**PROVIDED MATERIAL:**
——————————
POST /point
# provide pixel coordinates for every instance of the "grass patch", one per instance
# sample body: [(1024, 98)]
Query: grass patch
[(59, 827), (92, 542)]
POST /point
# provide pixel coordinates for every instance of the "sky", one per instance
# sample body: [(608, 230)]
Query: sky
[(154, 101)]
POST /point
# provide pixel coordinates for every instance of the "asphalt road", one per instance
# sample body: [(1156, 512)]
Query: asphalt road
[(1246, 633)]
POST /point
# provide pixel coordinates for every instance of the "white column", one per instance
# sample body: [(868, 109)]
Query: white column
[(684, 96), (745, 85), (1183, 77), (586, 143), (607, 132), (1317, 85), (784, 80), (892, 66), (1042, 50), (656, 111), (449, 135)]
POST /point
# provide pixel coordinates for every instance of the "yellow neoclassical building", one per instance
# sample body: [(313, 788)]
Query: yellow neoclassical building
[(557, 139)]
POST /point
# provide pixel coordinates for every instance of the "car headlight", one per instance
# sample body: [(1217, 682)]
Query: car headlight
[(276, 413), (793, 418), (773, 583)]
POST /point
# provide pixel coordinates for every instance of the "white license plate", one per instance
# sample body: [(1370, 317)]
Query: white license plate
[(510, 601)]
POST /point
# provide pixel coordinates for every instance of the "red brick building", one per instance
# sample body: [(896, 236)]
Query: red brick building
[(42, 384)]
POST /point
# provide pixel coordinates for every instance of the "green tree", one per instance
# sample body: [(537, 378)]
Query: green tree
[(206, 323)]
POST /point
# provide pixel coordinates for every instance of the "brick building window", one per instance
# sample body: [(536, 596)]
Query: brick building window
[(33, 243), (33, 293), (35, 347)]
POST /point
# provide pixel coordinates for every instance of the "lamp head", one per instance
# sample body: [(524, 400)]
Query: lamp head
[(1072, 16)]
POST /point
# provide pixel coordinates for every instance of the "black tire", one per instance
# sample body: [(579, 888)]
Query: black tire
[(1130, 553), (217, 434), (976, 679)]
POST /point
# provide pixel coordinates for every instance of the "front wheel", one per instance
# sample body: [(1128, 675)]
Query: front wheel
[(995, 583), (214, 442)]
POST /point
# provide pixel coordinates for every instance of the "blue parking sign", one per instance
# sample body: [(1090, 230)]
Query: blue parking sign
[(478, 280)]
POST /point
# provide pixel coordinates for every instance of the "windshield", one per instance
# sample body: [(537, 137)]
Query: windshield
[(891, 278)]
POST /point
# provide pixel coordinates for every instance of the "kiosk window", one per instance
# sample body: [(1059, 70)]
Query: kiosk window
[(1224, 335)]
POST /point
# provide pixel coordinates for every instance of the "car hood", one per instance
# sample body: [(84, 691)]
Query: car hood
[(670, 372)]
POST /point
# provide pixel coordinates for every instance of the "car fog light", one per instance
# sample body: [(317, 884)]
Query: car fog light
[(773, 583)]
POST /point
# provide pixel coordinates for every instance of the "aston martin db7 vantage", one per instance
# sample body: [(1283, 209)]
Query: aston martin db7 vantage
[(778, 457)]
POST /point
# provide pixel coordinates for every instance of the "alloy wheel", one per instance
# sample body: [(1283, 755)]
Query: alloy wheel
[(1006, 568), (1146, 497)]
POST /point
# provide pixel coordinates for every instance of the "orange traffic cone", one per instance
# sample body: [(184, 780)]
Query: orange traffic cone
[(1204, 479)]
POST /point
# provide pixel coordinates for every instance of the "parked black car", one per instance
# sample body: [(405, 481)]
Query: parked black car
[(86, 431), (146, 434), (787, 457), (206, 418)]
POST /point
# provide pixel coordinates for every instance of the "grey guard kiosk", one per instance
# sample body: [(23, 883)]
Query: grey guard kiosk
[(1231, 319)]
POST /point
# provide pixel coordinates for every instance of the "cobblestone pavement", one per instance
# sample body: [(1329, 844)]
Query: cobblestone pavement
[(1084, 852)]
——————————
**TASK TO CARRY OUT:** Using the same words as the original, repeat the records above.

**SOLUTION TO THE PROBLEM:**
POST /point
# provide pixel coordinates for every instance of the "grass patch", one per instance
# sample body: [(1024, 98)]
Query: grass patch
[(59, 827), (92, 542)]
POST /point
# provide pixel coordinates for every instance of the "sky", one per instance
# sample body: [(608, 230)]
Query: sky
[(154, 101)]
POST /point
# provide pixel coordinates for every instance of the "asphalt road", one per instance
# sample body: [(1156, 512)]
Query: asphalt road
[(1246, 633)]
POST /point
# provide pixel coordinates for every instance of the "white column", one per instance
# sample body: [(868, 109)]
Query: white column
[(684, 96), (745, 85), (1183, 77), (586, 143), (607, 132), (1317, 85), (784, 80), (892, 66), (1042, 50), (656, 111), (449, 135)]
POST /point
# provide pixel coordinates for every instance of the "yellow neoclassical building", one per instance
# sample body: [(313, 788)]
Query: yellow neoclassical building
[(557, 139)]
POST /point
# provide pixel coordinates for every instance of the "car headlight", one per instance
# sample body: [(1217, 682)]
Query: car headlight
[(276, 413), (793, 418), (773, 583)]
POST /point
# provide pixel coordinates for every instance of the "white license plate", one per instance
# sample body: [(1370, 317)]
Query: white license plate
[(510, 601)]
POST /point
# provide pixel coordinates for every instance of the "red brick building", one per instance
# sample body: [(896, 236)]
Query: red brick building
[(42, 384)]
POST /point
# provide pixel coordinates for every instance of the "green tree", one per instance
# sample body: [(537, 378)]
Query: green tree
[(206, 323)]
POST /point
# provide pixel coordinates for every instance of the "brick building window", one per instance
# sample body: [(536, 596)]
Query: brick building window
[(33, 243), (33, 293), (35, 347)]
POST /point
# provide pixel coordinates for every instance of the "lamp head", one per instance
# sample body: [(524, 400)]
Query: lamp head
[(1072, 16)]
POST /point
# provide pixel coordinates for every instance of the "black tire", one per instance
# sample body: [(579, 888)]
Query: black tire
[(1130, 553), (217, 434), (976, 679)]
POST /point
# provide pixel coordinates for every instance of the "front wheel", one per instance
# sample body: [(1128, 675)]
Query: front wheel
[(995, 583), (214, 442)]
POST /point
# provide pixel coordinates for every instance of the "blue parking sign", one per instance
# sample body: [(1090, 230)]
Query: blue parking sign
[(478, 280)]
POST /point
# provide pixel coordinates for every instance of the "windshield", one per instance
# sample body: [(537, 137)]
Query: windshield
[(891, 278)]
POST /point
# provide pixel coordinates for every instance of the "kiosk window", one per instance
# sample body: [(1059, 70)]
Query: kiosk window
[(1224, 335)]
POST /point
# provide pixel coordinates for every instance of the "car hood", one per instance
# sample body: [(84, 691)]
Query: car hood
[(670, 372)]
POST /point
# provide pixel coordinates for every instance of the "car fog light", one per instance
# sample body: [(317, 884)]
Query: car fog light
[(773, 583)]
POST /point
# provide pixel coordinates for every instance of the "aston martin db7 vantage", one per instance
# sample body: [(1283, 209)]
Query: aston martin db7 vantage
[(778, 457)]
POST /point
# provide pixel coordinates for every instance of the "alloy wheel", one per instance
# sample body: [(1283, 755)]
Query: alloy wheel
[(1006, 568), (1146, 497)]
POST /point
# provide pixel coordinates for every instance of the "orange traffic cone", one per instance
# sample body: [(184, 780)]
Query: orange traffic cone
[(1204, 479)]
POST /point
# provide pixel coordinates for every instance of the "parked black car", one per instance
# sample body: [(405, 481)]
Query: parked black car
[(86, 431), (146, 434), (787, 457), (206, 418)]
POST /point
# provide pixel coordinates for every instance of the "grey guard kiosk", one per instance
# sample body: [(23, 883)]
Query: grey guard kiosk
[(1231, 319)]
POST /point
# provide pixel coordinates for every instance of the "cobblestone pavement", one per instance
# sample body: [(1329, 844)]
Query: cobblestone pavement
[(1084, 852)]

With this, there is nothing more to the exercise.